◆ WORK TO COMPLETE:
From the first line to the last, reproduce the data exactly.

▼

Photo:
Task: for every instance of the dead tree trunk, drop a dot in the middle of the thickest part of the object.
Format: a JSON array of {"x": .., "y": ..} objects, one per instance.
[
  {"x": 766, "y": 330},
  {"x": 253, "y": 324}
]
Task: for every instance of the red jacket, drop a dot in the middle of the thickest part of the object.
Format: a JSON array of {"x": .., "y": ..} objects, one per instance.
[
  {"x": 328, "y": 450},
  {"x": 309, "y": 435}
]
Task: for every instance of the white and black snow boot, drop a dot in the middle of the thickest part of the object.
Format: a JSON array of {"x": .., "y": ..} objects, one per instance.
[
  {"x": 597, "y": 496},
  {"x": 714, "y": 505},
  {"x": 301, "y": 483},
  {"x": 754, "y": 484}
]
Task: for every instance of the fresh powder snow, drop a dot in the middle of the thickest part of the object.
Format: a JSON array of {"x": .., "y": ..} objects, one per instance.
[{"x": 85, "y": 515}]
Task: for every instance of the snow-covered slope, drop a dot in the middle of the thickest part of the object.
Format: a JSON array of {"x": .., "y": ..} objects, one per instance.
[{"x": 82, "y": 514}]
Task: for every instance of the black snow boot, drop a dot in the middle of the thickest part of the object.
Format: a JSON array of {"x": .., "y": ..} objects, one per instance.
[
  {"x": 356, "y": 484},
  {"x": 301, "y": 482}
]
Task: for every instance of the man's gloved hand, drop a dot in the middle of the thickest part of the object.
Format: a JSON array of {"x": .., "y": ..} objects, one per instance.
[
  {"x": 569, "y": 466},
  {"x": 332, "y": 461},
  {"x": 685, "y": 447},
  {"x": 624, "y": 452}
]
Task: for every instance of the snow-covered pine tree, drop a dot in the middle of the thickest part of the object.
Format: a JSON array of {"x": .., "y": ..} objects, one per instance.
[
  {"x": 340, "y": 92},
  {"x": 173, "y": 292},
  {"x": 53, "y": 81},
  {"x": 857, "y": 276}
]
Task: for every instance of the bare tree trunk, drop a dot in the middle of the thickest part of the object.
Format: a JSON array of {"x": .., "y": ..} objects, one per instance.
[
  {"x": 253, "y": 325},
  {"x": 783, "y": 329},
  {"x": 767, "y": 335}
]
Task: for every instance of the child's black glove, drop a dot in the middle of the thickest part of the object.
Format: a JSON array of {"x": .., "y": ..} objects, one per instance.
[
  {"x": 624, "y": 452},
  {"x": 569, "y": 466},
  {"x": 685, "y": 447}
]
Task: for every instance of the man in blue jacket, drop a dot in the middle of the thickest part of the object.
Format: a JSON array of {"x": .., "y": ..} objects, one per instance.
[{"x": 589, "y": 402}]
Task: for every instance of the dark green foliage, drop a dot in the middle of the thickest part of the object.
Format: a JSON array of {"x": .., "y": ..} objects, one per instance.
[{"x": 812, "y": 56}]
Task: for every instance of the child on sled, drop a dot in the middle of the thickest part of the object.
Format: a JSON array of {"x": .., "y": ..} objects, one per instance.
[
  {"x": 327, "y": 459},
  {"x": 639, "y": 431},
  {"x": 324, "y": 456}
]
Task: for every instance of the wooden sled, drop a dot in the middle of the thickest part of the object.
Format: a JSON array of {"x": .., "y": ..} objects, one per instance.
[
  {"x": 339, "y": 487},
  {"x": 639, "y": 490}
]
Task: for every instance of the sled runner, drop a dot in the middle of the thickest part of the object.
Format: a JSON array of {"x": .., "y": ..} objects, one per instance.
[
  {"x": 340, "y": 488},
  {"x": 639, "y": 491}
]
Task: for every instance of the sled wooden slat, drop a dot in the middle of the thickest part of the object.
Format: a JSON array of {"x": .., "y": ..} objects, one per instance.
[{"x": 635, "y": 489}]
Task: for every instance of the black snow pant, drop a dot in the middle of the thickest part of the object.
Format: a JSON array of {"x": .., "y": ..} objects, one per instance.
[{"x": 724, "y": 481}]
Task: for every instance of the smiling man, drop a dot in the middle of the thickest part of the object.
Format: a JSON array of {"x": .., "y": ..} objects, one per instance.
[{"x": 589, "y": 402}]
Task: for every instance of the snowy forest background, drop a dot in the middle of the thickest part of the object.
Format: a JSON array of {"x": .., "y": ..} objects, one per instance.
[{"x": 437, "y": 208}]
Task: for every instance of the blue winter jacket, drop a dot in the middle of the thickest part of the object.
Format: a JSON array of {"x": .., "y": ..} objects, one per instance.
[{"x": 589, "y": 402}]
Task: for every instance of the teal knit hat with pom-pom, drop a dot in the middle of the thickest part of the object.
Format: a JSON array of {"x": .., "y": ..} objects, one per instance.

▲

◆ COMPLETED EXERCISE:
Photo:
Task: for every instance of the dead tree trunk, drop a dot in the middle of the thickest part of the object.
Format: a JSON array of {"x": .., "y": ..} objects, one per instance.
[
  {"x": 766, "y": 330},
  {"x": 253, "y": 324}
]
Task: for every instance of the red jacket, drop a dot in the middle of the thickest part of the object.
Format: a JSON array of {"x": .., "y": ..} objects, one per instance.
[
  {"x": 328, "y": 450},
  {"x": 309, "y": 435}
]
Task: for every instance of the white and black snow boot, drop a dot in the middle of the thickest part of the object.
Format: a JSON array of {"x": .., "y": ..} objects, one per instance.
[
  {"x": 597, "y": 496},
  {"x": 714, "y": 505},
  {"x": 301, "y": 483},
  {"x": 754, "y": 484}
]
Task: for every instance of the fresh powder snow, drop a dot in the middle of the thickest part of the object.
Format: a JSON array of {"x": .., "y": ..} objects, one per instance.
[{"x": 85, "y": 515}]
Task: for every instance of the snow-covered slope, drop a dot in the middle of the thickest part of the object.
Format: a JSON array of {"x": .., "y": ..} objects, one per instance.
[{"x": 82, "y": 514}]
Task: for every instance of the black snow boot, drop a dot in the middle of the thickest part of the object.
Format: a JSON array of {"x": .., "y": ..} objects, one per instance.
[
  {"x": 356, "y": 484},
  {"x": 301, "y": 482}
]
Task: for every instance of the man's gloved hand, drop a dot in the middle of the thickest part of the object.
Format: a JSON array of {"x": .., "y": ..} objects, one per instance.
[
  {"x": 569, "y": 466},
  {"x": 332, "y": 461},
  {"x": 685, "y": 447},
  {"x": 624, "y": 452}
]
Task: for every instance of the snow-covered pine tree, drop a dot in the middle of the thickest part of the object.
Format: a JSON array of {"x": .., "y": ..} objects, one per instance.
[
  {"x": 340, "y": 92},
  {"x": 173, "y": 292},
  {"x": 53, "y": 81},
  {"x": 857, "y": 276}
]
Task: for every instance of the bare tree trunk, drop a dot in the middle of the thickest part of the object.
Format: a JSON array of {"x": .., "y": ..} objects, one per instance.
[
  {"x": 253, "y": 325},
  {"x": 783, "y": 329},
  {"x": 767, "y": 335}
]
Task: for every instance of the child's black glove, drop a dot in the middle of the thickest part of the object.
Format: a JSON array of {"x": .., "y": ..} objects, one per instance.
[
  {"x": 624, "y": 452},
  {"x": 569, "y": 466},
  {"x": 685, "y": 447}
]
Task: for every instance of the man in blue jacket, drop a dot in the middle of the thickest part of the object.
Format: a JSON array of {"x": .., "y": ..} objects, one per instance.
[{"x": 589, "y": 402}]
Task: for every instance of the dark green foliage, drop a dot in the middle of the thickest part of the object.
Format: a JSON array of {"x": .., "y": ..} objects, one per instance.
[{"x": 812, "y": 56}]
Task: for every instance of the child on sled, drop a dot in the middle of the thickest part of the object.
Format: a JSON array of {"x": .., "y": ..} objects, one per instance.
[
  {"x": 327, "y": 459},
  {"x": 639, "y": 431},
  {"x": 324, "y": 456}
]
Task: for every instance of the wooden sled, drop a dot in the middle of the thickest part of the object.
Format: a JSON array of {"x": .., "y": ..} objects, one per instance.
[
  {"x": 339, "y": 487},
  {"x": 639, "y": 490}
]
Task: for every instance of the sled runner, drop a dot in the middle of the thickest part of the object.
Format: a JSON array of {"x": .., "y": ..} objects, one per instance.
[
  {"x": 340, "y": 488},
  {"x": 639, "y": 491}
]
Task: for every instance of the sled wooden slat, drop a dot in the middle of the thickest part of the object.
Format: a JSON array of {"x": .., "y": ..} objects, one per instance.
[{"x": 635, "y": 489}]
Task: for every instance of the black snow pant, drop a dot in the middle of the thickest part of the object.
Format: a JSON array of {"x": .., "y": ..} objects, one per instance.
[{"x": 724, "y": 481}]
Task: for every instance of the smiling man, drop a dot in the middle of the thickest part of the object.
Format: a JSON array of {"x": .., "y": ..} objects, one per instance.
[{"x": 589, "y": 402}]
Task: for every instance of the snowy forest background, drop a dot in the middle of the thickest part of the object.
Format: a JSON array of {"x": .., "y": ..} objects, one per instance.
[{"x": 437, "y": 208}]
Task: for every instance of the blue winter jacket, drop a dot in the middle of the thickest part of the object.
Format: a JSON array of {"x": .., "y": ..} objects, one per instance.
[{"x": 589, "y": 402}]
Task: for every instance of the teal knit hat with pom-pom, drop a dot in the middle of the thickest part of the object.
Format: a JSON array of {"x": .., "y": ..} objects, one per instance.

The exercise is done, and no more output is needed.